Pointing dataset records:
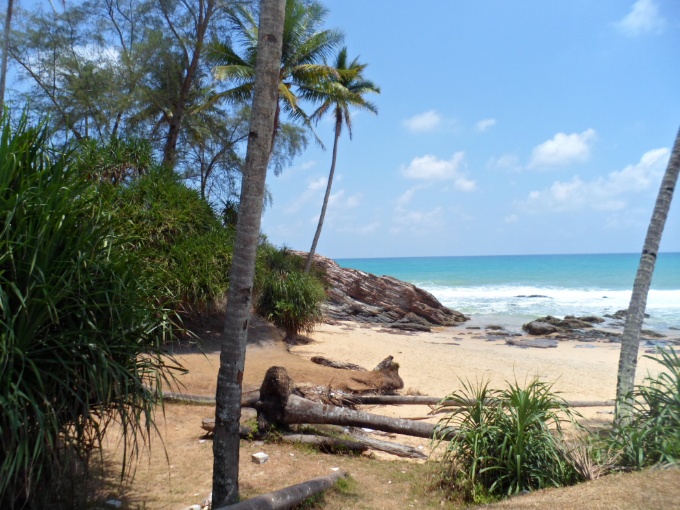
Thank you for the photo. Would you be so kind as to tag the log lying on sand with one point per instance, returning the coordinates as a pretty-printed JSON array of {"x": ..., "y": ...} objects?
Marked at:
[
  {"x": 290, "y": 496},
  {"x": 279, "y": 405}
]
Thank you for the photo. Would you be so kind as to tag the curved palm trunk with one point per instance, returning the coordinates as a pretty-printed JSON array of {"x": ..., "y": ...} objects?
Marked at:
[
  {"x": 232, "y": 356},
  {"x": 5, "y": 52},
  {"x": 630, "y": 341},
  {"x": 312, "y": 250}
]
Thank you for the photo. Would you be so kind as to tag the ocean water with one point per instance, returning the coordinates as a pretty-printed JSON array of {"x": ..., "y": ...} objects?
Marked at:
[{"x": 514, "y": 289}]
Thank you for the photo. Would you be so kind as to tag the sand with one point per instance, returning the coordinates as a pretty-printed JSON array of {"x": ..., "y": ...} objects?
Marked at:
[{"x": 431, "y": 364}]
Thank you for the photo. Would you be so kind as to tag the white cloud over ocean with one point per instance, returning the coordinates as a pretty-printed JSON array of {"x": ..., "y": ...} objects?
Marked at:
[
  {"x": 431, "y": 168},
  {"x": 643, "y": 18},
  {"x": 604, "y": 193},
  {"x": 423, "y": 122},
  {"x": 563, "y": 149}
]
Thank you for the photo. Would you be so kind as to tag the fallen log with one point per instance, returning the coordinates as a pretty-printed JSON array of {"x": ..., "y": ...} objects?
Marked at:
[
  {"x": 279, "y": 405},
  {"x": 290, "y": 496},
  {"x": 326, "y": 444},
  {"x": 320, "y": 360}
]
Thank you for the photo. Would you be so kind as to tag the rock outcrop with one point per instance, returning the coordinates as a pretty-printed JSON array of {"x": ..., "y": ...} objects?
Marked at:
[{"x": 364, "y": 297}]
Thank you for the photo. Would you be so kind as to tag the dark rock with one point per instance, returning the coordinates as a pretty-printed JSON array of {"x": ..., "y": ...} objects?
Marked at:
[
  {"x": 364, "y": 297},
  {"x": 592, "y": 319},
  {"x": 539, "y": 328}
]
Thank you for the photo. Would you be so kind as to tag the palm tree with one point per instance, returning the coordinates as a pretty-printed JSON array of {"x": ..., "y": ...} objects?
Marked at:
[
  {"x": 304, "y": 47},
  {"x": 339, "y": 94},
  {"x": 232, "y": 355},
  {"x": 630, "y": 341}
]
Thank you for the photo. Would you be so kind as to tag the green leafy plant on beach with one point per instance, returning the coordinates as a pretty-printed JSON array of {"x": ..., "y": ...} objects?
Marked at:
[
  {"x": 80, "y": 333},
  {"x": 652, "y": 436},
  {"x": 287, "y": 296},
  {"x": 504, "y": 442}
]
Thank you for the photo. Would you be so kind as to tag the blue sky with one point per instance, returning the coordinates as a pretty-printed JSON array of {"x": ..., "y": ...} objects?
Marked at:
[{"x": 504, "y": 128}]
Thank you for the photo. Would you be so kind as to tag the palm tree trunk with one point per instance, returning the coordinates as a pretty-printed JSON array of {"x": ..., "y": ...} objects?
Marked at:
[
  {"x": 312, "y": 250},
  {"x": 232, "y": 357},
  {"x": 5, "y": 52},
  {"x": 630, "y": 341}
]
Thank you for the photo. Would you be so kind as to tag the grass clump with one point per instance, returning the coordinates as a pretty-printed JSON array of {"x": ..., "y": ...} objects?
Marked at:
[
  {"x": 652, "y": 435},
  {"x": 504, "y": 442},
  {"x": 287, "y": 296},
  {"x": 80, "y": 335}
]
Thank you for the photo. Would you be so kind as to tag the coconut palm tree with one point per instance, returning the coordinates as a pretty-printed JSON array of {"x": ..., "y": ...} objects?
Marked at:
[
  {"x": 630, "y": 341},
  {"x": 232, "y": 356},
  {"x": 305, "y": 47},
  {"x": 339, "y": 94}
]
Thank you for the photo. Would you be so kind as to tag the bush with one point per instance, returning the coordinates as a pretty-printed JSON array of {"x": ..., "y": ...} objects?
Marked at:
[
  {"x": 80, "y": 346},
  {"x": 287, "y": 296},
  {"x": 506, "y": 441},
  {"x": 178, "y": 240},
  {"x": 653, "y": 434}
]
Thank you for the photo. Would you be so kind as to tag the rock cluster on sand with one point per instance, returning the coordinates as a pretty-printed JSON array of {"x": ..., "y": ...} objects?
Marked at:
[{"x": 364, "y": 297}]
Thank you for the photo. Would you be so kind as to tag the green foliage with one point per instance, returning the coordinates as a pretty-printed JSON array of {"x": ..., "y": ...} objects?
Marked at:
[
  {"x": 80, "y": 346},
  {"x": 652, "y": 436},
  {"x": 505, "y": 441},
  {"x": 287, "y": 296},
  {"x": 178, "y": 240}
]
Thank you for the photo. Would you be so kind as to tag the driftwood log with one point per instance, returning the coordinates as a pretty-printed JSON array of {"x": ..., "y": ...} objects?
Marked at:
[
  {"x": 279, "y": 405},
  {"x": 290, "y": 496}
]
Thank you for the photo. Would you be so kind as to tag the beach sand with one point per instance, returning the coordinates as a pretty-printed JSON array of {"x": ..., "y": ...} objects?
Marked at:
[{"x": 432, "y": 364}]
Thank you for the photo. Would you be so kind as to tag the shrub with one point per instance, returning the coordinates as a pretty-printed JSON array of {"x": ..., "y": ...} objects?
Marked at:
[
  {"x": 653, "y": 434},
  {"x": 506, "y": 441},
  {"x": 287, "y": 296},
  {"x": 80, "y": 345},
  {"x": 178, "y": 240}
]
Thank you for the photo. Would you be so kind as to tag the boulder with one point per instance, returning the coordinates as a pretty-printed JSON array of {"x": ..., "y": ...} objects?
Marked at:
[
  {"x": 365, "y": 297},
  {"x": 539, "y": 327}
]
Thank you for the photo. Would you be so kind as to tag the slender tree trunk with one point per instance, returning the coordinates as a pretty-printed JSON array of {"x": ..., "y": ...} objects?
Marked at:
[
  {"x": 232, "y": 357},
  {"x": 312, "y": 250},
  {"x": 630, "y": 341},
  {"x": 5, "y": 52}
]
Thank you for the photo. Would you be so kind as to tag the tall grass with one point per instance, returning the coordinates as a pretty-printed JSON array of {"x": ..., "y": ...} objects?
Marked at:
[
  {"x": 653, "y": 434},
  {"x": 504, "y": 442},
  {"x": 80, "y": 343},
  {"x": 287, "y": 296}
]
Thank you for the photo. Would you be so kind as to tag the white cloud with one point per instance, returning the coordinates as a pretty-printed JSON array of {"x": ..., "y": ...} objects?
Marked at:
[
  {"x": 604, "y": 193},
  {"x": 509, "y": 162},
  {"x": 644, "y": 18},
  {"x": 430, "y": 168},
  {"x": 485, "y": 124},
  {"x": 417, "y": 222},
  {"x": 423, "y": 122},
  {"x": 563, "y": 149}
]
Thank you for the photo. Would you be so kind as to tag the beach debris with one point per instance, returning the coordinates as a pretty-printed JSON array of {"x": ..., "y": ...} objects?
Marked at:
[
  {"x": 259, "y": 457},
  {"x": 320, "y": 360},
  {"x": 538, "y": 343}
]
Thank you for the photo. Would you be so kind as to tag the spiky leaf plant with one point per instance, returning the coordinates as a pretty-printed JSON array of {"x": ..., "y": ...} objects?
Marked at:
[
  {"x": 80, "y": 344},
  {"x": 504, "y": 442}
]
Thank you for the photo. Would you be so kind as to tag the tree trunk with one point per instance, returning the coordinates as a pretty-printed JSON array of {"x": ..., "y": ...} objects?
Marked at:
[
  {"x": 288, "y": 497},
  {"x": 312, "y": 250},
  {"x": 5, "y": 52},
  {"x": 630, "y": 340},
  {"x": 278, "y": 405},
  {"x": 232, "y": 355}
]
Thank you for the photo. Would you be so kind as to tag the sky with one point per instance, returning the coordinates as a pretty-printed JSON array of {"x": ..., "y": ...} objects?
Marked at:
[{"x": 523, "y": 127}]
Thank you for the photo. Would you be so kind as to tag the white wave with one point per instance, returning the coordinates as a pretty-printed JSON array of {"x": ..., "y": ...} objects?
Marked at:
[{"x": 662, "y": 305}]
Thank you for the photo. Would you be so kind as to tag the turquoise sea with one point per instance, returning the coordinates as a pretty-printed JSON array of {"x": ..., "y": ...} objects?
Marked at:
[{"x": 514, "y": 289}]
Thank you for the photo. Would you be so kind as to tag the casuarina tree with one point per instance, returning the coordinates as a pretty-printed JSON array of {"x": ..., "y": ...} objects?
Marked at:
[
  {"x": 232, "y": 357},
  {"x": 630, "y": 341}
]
==
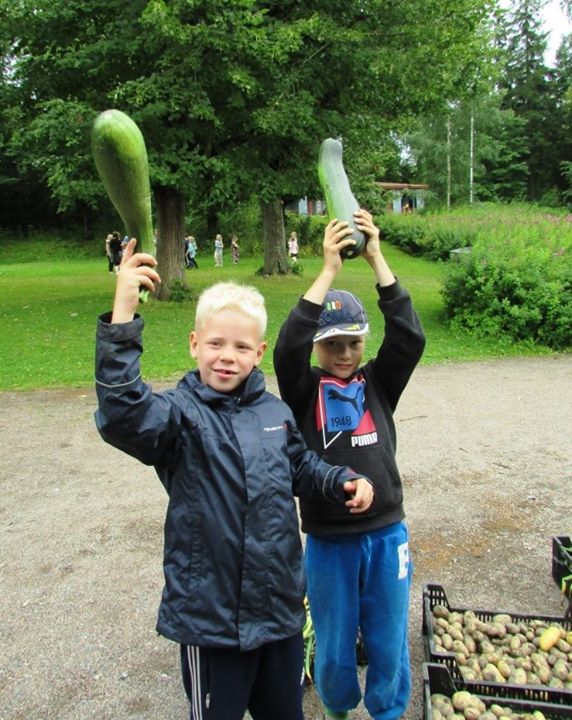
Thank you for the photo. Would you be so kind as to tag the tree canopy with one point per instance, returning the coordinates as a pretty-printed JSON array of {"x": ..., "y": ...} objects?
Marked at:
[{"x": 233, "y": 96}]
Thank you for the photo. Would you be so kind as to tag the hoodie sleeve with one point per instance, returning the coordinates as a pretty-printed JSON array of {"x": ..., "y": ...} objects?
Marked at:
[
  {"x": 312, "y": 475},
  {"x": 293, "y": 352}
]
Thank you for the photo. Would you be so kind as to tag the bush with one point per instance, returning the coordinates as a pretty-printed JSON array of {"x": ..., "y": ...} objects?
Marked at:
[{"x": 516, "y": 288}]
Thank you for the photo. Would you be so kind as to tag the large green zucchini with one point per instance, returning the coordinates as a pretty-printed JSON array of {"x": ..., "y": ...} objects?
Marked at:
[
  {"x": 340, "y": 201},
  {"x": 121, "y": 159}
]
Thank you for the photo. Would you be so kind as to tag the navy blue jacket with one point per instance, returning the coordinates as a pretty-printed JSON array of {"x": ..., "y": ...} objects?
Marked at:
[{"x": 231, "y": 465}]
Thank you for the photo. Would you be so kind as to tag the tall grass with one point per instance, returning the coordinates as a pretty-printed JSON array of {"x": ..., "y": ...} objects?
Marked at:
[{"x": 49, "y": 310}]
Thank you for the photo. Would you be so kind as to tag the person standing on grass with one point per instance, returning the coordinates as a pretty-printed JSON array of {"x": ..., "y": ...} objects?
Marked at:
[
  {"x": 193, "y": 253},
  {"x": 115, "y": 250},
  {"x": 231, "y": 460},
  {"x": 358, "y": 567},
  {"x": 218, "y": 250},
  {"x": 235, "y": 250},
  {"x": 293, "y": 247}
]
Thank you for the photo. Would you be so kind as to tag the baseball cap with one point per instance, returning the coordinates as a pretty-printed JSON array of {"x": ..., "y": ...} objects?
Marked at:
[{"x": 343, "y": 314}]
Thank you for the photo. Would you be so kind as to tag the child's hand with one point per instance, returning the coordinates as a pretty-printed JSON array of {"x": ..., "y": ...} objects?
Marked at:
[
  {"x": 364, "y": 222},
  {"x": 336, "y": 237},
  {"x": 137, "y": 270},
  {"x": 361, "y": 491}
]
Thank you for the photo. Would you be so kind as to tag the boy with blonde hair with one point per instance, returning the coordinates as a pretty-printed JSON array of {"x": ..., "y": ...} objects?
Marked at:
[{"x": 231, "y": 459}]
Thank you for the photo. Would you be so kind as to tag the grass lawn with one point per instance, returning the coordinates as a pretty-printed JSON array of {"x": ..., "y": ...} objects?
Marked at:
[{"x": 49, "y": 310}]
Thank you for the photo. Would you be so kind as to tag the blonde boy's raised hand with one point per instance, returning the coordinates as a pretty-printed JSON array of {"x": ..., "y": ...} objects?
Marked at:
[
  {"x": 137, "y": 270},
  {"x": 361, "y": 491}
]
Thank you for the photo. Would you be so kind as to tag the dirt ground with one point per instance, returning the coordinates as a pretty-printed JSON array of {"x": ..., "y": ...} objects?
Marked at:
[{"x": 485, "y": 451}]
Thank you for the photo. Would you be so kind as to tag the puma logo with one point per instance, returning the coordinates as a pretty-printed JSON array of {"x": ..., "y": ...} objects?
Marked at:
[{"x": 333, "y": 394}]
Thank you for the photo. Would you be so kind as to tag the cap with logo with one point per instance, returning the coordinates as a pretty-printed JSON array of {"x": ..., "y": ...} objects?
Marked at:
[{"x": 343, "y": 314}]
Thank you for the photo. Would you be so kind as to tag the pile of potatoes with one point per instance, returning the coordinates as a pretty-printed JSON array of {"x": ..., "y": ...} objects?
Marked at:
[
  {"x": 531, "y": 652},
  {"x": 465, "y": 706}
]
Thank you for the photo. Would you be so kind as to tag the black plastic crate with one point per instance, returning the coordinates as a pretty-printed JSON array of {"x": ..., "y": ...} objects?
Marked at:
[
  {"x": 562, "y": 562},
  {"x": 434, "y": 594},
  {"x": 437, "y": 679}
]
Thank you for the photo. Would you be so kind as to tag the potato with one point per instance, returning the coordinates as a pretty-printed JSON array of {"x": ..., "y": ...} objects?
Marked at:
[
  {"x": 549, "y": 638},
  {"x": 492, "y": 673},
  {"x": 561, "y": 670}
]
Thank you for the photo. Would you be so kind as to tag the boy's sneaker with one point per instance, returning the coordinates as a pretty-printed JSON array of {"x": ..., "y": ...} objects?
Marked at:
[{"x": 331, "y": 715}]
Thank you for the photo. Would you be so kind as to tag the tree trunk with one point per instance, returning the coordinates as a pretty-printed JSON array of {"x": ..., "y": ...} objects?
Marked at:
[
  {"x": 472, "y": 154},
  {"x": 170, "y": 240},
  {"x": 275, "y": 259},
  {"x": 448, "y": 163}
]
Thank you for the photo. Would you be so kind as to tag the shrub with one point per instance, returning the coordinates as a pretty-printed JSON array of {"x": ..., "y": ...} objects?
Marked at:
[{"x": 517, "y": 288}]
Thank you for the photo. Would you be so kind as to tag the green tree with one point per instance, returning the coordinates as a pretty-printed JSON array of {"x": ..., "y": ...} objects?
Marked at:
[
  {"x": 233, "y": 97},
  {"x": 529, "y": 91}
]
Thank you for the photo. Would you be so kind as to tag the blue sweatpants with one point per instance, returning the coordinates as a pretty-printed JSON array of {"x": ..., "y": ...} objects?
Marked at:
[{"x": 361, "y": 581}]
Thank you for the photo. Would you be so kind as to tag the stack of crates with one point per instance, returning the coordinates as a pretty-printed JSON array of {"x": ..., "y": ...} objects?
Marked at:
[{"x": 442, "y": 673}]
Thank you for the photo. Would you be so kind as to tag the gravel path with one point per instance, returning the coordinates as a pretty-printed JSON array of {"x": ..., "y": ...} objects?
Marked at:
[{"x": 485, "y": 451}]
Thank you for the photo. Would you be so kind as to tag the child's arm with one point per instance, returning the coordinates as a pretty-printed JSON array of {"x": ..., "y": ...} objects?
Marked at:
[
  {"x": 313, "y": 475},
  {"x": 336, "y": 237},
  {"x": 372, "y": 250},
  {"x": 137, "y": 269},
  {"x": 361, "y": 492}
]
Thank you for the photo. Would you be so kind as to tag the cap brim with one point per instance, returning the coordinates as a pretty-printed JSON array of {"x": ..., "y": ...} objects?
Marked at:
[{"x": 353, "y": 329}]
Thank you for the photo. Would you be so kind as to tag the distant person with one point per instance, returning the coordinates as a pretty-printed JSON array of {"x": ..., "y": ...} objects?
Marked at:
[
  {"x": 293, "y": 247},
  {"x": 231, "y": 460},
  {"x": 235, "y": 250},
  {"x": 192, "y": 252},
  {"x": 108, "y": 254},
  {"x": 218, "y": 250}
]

THE EXERCISE: Which lines in the data contain the word "person"? Copy out every one of them.

EXPECTED ANSWER:
Thank you for the photo. Would you be so kind as to tag the person standing on grass with one point per instance, returning the coordinates as a pretty-printed JSON array of {"x": ..., "y": ...} objects?
Thank you for the photo. Would you be so kind as to tag the distant person with one point per instance, returning the coordinates as a pretty-printed JSON array of {"x": ..., "y": ...} objects?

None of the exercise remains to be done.